The story points trap

In brief: Story points fail not because relative estimation is flawed, but because organisations misuse them. Even the practice’s inventor now expresses regret.

When Agile emerged, story points and velocity were supposed to solve the estimation problem. Abstract away from time. Focus on relative sizing. Let the data tell you how much you can deliver.

In theory, elegant. In practice, often dysfunctional.

The moment velocity becomes a performance metric, teams start gaming it. Story point inflation becomes rampant. Different teams have different reference scales, making cross-team comparisons meaningless, yet organisations constantly try to compare them. When hitting velocity targets matters more than sustainable delivery, teams cut corners. Technical debt accumulates. And despite story points being designed to avoid time estimation, stakeholders want dates, so organisations create conversion factors that destroy whatever value story points might have provided.

The inventor’s second thoughts

Perhaps the most striking critique of story points comes from Ron Jeffries himself, one of the original Extreme Programming founders often credited with inventing the practice. In 2012, Jeffries wrote:

“A team that is focusing on velocity is not focusing on value. I wish I had never invented velocity, if in fact I did.”

This isn’t nostalgic regret about misuse. Jeffries argues that velocity focuses on “the short end of the lever,” optimising the cost side of the equation when what matters in Agile is steering by selecting what to do and what to defer. He observed teams being measured on estimate accuracy, with product owners reduced to “just following the plan” rather than genuinely prioritising value.

The creator’s disillusionment doesn’t invalidate story points for all contexts. But it suggests that even under ideal conditions, the practice may misdirect attention. When your estimation system’s architect concludes it optimises the wrong variable, perhaps the problem runs deeper than organisational dysfunction.

The broader pattern

This matters because the same critique applies to any metric, including the flow metrics and throughput measures that forecasting advocates prefer. Throughput can be gamed too. Cycle time can be manipulated by how you define “started” and “done”. If leaders misuse metrics, changing metrics won’t fix leadership.

The Agile Manifesto’s seventh principle states: “Working software is the primary measure of progress.” Not story points. Not velocity. Not throughput. Working software. Any metric is a proxy, and any proxy can be gamed.

Forecasting: changing the conversation

In brief: Forecasting is still estimation. The value isn’t ontological (it doesn’t make prediction possible). The value is behavioural (it changes how estimates are discussed).

Around 2011, practitioners like Vasco Duarte, Neil Killick, and Woody Zuill started questioning the estimation orthodoxy under the hashtag #NoEstimates. They drew a distinction between estimating (giving a general idea based on opinion) and forecasting (calculating predictions based on historical data).

This distinction is useful, but we should be clear about what it actually changes. Forecasting is still estimation. When you run a Monte Carlo simulation and say “75% chance of completion by October 22nd”, you’re still making a prediction about the future. You’ve wrapped that prediction in probability language, making uncertainty explicit rather than hidden. That’s genuinely valuable, but it’s not magic.

The real value of probabilistic forecasting isn’t that it makes prediction possible where it wasn’t before. It’s that it changes the conversation. It’s harder to treat a probability distribution as a commitment. It forces discussions about risk tolerance. It makes uncertainty visible and therefore discussable.

■ Supplied material:
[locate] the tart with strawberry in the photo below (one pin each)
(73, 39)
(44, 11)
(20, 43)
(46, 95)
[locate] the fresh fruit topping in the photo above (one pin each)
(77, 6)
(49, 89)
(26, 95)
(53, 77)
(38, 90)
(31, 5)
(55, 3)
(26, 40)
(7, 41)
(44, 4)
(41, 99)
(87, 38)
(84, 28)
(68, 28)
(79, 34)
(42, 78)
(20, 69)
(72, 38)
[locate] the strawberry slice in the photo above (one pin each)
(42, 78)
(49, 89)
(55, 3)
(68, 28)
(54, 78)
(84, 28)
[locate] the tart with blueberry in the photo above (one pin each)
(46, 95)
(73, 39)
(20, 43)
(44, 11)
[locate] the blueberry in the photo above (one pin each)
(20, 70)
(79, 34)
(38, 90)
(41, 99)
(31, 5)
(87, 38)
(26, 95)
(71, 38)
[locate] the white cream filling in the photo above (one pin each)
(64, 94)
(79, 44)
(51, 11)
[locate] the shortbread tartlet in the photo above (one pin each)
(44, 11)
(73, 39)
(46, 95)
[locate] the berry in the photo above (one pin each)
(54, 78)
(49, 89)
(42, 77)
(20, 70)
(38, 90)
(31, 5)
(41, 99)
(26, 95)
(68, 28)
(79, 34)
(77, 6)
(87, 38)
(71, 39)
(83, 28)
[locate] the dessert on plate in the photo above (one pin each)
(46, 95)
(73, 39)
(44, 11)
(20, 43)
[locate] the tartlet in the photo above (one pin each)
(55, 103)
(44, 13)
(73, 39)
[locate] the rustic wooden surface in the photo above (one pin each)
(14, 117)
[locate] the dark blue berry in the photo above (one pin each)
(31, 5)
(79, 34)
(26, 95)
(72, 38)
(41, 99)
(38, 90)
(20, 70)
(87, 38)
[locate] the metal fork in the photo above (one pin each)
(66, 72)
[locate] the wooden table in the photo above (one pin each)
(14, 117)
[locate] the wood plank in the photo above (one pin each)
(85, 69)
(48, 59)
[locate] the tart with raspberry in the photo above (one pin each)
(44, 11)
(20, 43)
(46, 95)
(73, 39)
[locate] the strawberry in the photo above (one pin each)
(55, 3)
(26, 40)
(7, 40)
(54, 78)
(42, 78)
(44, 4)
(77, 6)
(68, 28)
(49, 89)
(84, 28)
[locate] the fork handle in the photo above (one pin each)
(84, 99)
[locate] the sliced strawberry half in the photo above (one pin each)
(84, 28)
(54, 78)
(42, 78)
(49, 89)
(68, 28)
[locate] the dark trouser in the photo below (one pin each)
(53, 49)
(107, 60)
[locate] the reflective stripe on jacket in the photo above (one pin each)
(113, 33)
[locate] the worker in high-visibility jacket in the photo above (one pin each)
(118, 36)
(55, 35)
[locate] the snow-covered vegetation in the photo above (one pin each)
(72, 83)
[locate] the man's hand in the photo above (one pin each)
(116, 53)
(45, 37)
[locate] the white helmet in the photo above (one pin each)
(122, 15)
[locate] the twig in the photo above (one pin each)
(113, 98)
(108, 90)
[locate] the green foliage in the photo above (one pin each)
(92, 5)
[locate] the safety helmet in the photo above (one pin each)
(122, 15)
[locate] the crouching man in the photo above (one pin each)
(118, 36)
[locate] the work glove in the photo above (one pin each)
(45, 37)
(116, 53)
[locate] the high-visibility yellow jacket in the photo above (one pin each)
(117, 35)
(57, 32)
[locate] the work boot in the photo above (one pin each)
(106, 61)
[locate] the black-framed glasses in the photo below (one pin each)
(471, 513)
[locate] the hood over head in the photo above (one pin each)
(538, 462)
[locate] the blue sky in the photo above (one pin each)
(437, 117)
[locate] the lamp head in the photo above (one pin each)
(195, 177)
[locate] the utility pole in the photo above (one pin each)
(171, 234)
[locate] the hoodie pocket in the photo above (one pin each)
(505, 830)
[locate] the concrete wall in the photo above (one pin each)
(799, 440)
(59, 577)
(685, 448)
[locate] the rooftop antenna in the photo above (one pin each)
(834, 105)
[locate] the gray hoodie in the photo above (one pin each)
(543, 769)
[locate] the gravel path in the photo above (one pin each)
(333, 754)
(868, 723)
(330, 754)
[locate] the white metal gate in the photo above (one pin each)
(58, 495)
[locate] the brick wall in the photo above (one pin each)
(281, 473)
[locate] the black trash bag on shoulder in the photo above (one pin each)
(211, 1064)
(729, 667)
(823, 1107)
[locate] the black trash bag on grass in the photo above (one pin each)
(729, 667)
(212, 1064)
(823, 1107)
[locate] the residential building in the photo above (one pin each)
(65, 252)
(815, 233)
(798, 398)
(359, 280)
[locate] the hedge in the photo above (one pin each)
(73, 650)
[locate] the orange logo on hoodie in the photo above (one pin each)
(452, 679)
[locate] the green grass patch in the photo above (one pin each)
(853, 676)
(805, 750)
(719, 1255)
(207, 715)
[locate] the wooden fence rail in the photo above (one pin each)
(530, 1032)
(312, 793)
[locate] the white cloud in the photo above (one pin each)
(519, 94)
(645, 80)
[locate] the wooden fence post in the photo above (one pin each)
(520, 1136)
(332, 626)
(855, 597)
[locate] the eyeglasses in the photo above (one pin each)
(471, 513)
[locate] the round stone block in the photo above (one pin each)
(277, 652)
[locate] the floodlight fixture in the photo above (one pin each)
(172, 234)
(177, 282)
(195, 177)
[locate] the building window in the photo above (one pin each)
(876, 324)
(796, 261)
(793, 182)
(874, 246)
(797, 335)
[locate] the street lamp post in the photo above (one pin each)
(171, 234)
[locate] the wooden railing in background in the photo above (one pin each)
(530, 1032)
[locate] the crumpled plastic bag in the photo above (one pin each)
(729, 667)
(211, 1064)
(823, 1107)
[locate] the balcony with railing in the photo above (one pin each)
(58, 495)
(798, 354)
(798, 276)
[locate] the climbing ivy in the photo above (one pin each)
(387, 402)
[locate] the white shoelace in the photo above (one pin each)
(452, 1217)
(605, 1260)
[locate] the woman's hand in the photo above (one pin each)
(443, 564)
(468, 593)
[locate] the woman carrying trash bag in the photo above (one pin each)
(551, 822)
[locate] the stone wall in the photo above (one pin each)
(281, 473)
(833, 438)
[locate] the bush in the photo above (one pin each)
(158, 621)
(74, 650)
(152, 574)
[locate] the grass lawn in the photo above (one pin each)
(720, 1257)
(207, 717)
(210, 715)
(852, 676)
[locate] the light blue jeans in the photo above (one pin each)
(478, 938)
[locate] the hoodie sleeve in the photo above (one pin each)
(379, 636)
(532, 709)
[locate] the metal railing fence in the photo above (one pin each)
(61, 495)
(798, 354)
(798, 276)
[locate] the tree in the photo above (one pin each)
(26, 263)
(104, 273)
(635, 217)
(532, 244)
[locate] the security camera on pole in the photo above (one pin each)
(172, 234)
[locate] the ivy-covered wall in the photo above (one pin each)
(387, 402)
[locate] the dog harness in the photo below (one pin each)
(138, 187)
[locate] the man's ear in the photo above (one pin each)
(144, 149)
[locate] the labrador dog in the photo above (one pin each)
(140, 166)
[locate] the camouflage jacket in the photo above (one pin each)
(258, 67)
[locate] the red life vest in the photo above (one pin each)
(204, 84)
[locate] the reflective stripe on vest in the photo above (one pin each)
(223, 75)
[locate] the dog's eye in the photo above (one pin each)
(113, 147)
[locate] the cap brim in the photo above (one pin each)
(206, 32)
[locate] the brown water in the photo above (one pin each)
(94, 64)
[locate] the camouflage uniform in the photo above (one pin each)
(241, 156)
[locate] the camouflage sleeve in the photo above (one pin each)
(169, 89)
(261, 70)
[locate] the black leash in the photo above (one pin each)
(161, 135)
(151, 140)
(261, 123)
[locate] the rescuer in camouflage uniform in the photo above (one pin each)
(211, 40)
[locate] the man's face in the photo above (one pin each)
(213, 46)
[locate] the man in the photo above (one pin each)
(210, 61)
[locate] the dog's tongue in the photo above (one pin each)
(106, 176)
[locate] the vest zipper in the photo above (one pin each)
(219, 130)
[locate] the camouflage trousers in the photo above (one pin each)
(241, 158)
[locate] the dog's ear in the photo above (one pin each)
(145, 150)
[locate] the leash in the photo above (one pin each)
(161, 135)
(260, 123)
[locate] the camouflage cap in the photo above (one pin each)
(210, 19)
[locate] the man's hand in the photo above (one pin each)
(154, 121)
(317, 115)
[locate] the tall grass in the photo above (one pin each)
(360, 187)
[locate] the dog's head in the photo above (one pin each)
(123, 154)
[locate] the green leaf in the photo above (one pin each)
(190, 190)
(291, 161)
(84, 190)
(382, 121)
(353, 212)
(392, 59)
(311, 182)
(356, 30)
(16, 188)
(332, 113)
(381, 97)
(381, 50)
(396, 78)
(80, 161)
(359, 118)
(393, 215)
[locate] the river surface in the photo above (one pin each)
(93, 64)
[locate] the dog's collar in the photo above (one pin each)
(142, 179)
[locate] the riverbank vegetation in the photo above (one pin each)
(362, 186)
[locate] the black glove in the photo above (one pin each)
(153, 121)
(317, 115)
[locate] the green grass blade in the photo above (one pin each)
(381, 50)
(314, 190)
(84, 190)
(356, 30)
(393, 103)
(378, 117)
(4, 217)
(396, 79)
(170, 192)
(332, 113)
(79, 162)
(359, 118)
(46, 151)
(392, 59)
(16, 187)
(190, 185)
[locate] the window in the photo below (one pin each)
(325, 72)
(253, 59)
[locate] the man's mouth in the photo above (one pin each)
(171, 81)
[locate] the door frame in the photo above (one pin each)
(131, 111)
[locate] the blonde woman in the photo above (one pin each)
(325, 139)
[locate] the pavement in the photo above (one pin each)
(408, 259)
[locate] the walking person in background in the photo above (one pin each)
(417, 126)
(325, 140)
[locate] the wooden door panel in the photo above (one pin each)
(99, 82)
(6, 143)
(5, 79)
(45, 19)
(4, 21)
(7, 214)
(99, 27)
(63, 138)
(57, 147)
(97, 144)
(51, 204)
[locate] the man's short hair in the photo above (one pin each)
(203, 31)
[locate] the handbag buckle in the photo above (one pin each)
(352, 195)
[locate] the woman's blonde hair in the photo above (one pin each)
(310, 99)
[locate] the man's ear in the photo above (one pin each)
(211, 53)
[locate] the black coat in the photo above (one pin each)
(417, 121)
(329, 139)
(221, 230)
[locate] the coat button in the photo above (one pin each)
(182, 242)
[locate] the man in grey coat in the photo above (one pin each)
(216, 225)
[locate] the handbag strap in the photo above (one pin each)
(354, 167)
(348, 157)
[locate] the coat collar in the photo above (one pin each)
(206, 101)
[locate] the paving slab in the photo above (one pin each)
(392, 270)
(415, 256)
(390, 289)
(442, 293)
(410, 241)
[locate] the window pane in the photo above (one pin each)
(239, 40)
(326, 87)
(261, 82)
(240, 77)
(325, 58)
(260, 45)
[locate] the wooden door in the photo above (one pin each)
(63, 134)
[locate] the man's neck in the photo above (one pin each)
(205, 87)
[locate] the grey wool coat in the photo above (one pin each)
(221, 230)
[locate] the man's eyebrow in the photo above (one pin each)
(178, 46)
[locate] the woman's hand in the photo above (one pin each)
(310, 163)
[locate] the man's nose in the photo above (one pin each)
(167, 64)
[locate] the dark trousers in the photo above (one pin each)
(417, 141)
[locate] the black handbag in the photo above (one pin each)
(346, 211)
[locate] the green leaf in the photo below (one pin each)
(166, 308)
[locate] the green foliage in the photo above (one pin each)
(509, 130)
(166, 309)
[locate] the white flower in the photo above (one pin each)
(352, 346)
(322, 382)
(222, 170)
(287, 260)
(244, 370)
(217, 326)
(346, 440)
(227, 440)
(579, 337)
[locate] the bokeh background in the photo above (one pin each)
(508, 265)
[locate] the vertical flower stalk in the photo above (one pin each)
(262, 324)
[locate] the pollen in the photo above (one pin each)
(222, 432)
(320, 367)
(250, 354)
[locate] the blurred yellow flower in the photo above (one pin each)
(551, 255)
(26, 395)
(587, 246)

■ Problems to work on:
1) Please repeat the part of the story points article that begins at the words "When Agile emerged, story" and stops after "you can deliver.", word for word.
2) Which practitioners does the story points article name as starting to question estimation orthodoxy under the hashtag #NoEstimates? List every one.
3) Finish out the next part of the story points article, picking up after its final sentence.

■ Per-task answers:
1)
When Agile emerged, story points and velocity were supposed to solve the estimation problem. Abstract away from time. Focus on relative sizing. Let the data tell you how much you can deliver.

2)
Vasco Duarte
Neil Killick
Woody Zuill

3)
Monte Carlo simulation, invented by John von Neumann and Stanislaw Ulam during World War II, uses repeated random sampling to model uncertain outcomes. For software delivery, you gather historical throughput data (how many items your team completes per week) and cycle time data (how long items take from start to finish). You then run thousands of simulations, randomly sampling from past performance to project possible futures. Instead of a single date, you get a probability distribution: 50% chance by October 15, 75% by October 22, 90% by November 1.

Daniel Vacanti puts it well: “If you want to get stuff done by August 31st, sure, we can get stuff done by August 31st, but there’s about a 40% chance of that happening. Are you okay taking that 60% risk? Now we can have a smarter, more adult economic conversation about what risk we’re willing to take.”

What honest estimation looks like

In brief: A concrete example of the difference between dysfunctional and healthy estimation conversations.

The difference between bad and good estimation isn’t the technique. It’s the conversation. Here’s what the same situation looks like handled badly versus handled well.

The dysfunctional version:

Product Manager: “When will the new payment integration be done?”

Tech Lead: “Hard to say exactly. There’s a lot of uncertainty around the third-party API.”

Product Manager: “I need a date for the roadmap.”

Tech Lead: “Um... maybe six weeks?”

Product Manager: “Great, I’ll put it down for March 15th.”

Four weeks later:

Product Manager: “We’re halfway through and you’re saying it might slip? You committed to March 15th.”

Tech Lead: “I said ‘maybe six weeks.’ And we’ve discovered the API doesn’t support batch operations, so we need to redesign.”

Product Manager: “This is going to be a difficult conversation with leadership. They’re expecting March 15th.”

The healthy version:

Product Manager: “When will the new payment integration be done?”

Tech Lead: “Based on similar integrations we’ve done, I’d say 50% chance we’re done in four weeks, 75% chance by six weeks, 90% by eight weeks. The big unknown is the third-party API. If it’s well-documented and supports our use cases, we’re at the fast end. If we hit surprises, we’re at the slow end.”

Product Manager: “Leadership wants it for the March launch. That’s six weeks away.”

Tech Lead: “So we’re looking at roughly 75% confidence for that date. What’s the cost if we miss it? Is there a fallback plan?”

Product Manager: “The launch can proceed without it, but it’s a headline feature. Missing it would be disappointing, not catastrophic.”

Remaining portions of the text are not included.